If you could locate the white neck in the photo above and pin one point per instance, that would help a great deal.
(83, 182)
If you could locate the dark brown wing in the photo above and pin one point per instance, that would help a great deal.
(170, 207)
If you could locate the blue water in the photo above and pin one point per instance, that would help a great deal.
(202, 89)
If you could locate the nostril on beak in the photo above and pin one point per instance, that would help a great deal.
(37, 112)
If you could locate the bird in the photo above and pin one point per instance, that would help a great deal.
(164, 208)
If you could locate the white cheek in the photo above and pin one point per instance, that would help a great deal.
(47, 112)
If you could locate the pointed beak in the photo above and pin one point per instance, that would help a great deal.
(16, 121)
++++++++++
EXERCISE BRIEF:
Rewrite the listing from the line containing "If you could locate the nostril" through the end, switching "pin" to "mark" and leaving everything else as it is.

THE RESPONSE:
If you could locate the nostril on beak in the photo above and mark one point per instance, that would help a great deal.
(37, 112)
If you could locate the bird in the photo above and mark one point per instance, that would help a great deal.
(164, 208)
If you could locate the white cheek in the photo above and mark one point per instance, that would help a great deal.
(47, 112)
If you could locate the pointed beak in the photo above and mark one point per instance, that would help a great deal.
(16, 121)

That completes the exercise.